◆ **EXTRACT TO READ**
□ □ □

Live Speech Portraits: Real-Time Photorealistic Talking-Head Animation (SIGGRAPH Asia 2021)

Overview

Live Speech Portraits: Real-Time Photorealistic Talking-Head Animation

This repository contains the implementation of the following paper:

Live Speech Portraits: Real-Time Photorealistic Talking-Head Animation

Yuanxun Lu, Jinxiang Chai, Xun Cao (SIGGRAPH Asia 2021)

Abstract: To the best of our knowledge, we first present a live system that generates personalized photorealistic talking-head animation only driven by audio signals at over 30 fps. Our system contains three stages. The first stage is a deep neural network that extracts deep audio features along with a manifold projection to project the features to the target person's speech space. In the second stage, we learn facial dynamics and motions from the projected audio features. The predicted motions include head poses and upper body motions, where the former is generated by an autoregressive probabilistic model which models the head pose distribution of the target person. Upper body motions are deduced from head poses. In the final stage, we generate conditional feature maps from previous predictions and send them with a candidate image set to an image-to-image translation network to synthesize photorealistic renderings. Our method generalizes well to wild audio and successfully synthesizes high-fidelity personalized facial details, e.g., wrinkles, teeth. Our method also allows explicit control of head poses. Extensive qualitative and quantitative evaluations, along with user studies, demonstrate the superiority of our method over state-of-the-art techniques.

[Project Page] [Paper] [Arxiv]

Teaser

Figure 1. Given an arbitrary input audio stream, our system generates personalized and photorealistic talking-head animation in real-time. Right: May and Obama are driven by the same utterance but present different speaking characteristics.

Requirements

  • This project is successfully trained and tested on Windows10 with PyTorch 1.7 (Python 3.6). Linux and lower version PyTorch should also work (not tested). We recommend creating a new environment:
conda create -n LSP python=3.6
conda activate LSP
  • Clone the repository:
git clone https://github.com/YuanxunLu/LiveSpeechPortraits.git
cd LiveSpeechPortraits
  • FFmpeg is required to combine the audio and the silent generated videos. Please check FFmpeg for installation. For Linux users, you can also:
sudo apt-get install ffmpeg
  • Install the dependences:
pip install -r requirements.txt

Demo

  • Download the pre-trained models and data from Google Drive to the data folder. Five subjects data are released (May, Obama1, Obama2, Nadella and McStay).

  • Run the demo:

    python demo.py --id May --driving_audio ./data/input/00083.wav
    

    Results can be found under the results folder.

□ □ □

◆ **DATA EXTRACT**
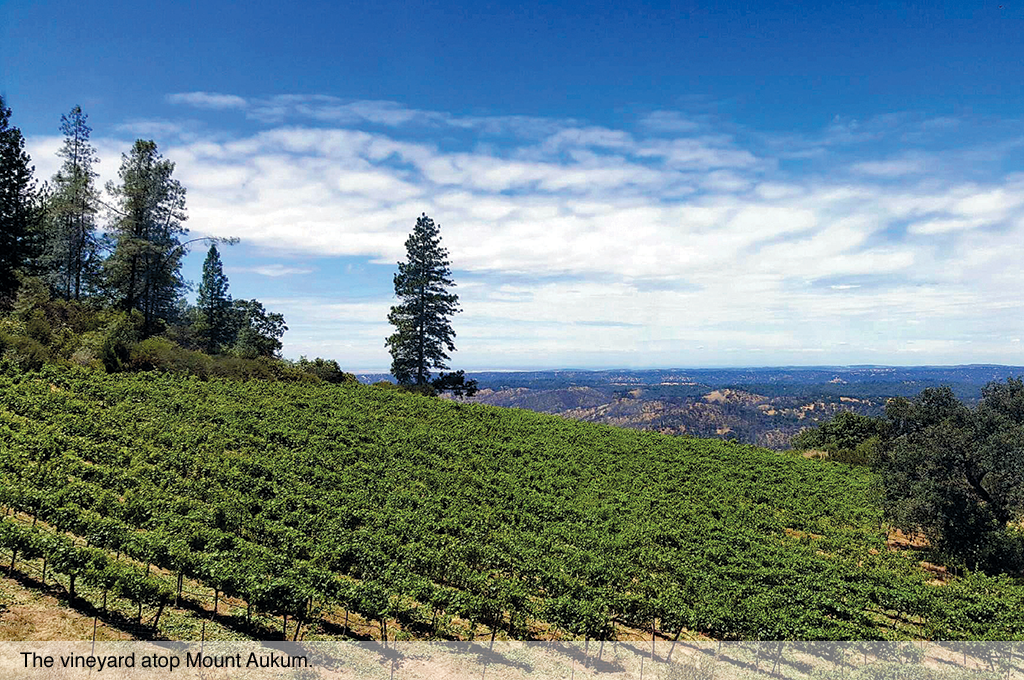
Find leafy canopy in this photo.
[384,213,461,385]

□ □ □

◆ **WRITTEN REQUEST A**
Translate the sentence "Upper body motions are deduced from head poses." from the Live Speech Portraits text into Spanish.
◆ **WRITTEN REQUEST B**
Turn the paragraph of the Live Speech Portraits text that begins "Abstract: To the best of our knowledge" into a short bulleted list that keeps its main facts.
◆ **WRITTEN REQUEST C**
Write out the part of the Live Speech Portraits text starting at "Figure 1. Given" and ending at "different speaking characteristics.".

◆ **RESPONSE A**
Los movimientos de la parte superior del cuerpo se deducen de las poses de la cabeza.

◆ **RESPONSE B**
- A live system generates personalized photorealistic talking-head animation driven only by audio signals, at over 30 fps.
- The system has three stages.
- Stage one: a deep neural network extracts deep audio features, and a manifold projection maps them to the target person's speech space.
- Stage two: facial dynamics and motions are learned from the projected features. Head poses come from an autoregressive probabilistic model of the target person's head pose distribution. Upper body motions are deduced from head poses.
- Stage three: conditional feature maps are generated from the earlier predictions and sent with a candidate image set to an image-to-image translation network, which synthesizes photorealistic renderings.
- The method generalizes well to wild audio, synthesizes high-fidelity personalized facial details such as wrinkles and teeth, and allows explicit control of head poses.
- Qualitative and quantitative evaluations and user studies show it outperforms state-of-the-art techniques.

◆ **RESPONSE C**
Figure 1. Given an arbitrary input audio stream, our system generates personalized and photorealistic talking-head animation in real-time. Right: May and Obama are driven by the same utterance but present different speaking characteristics.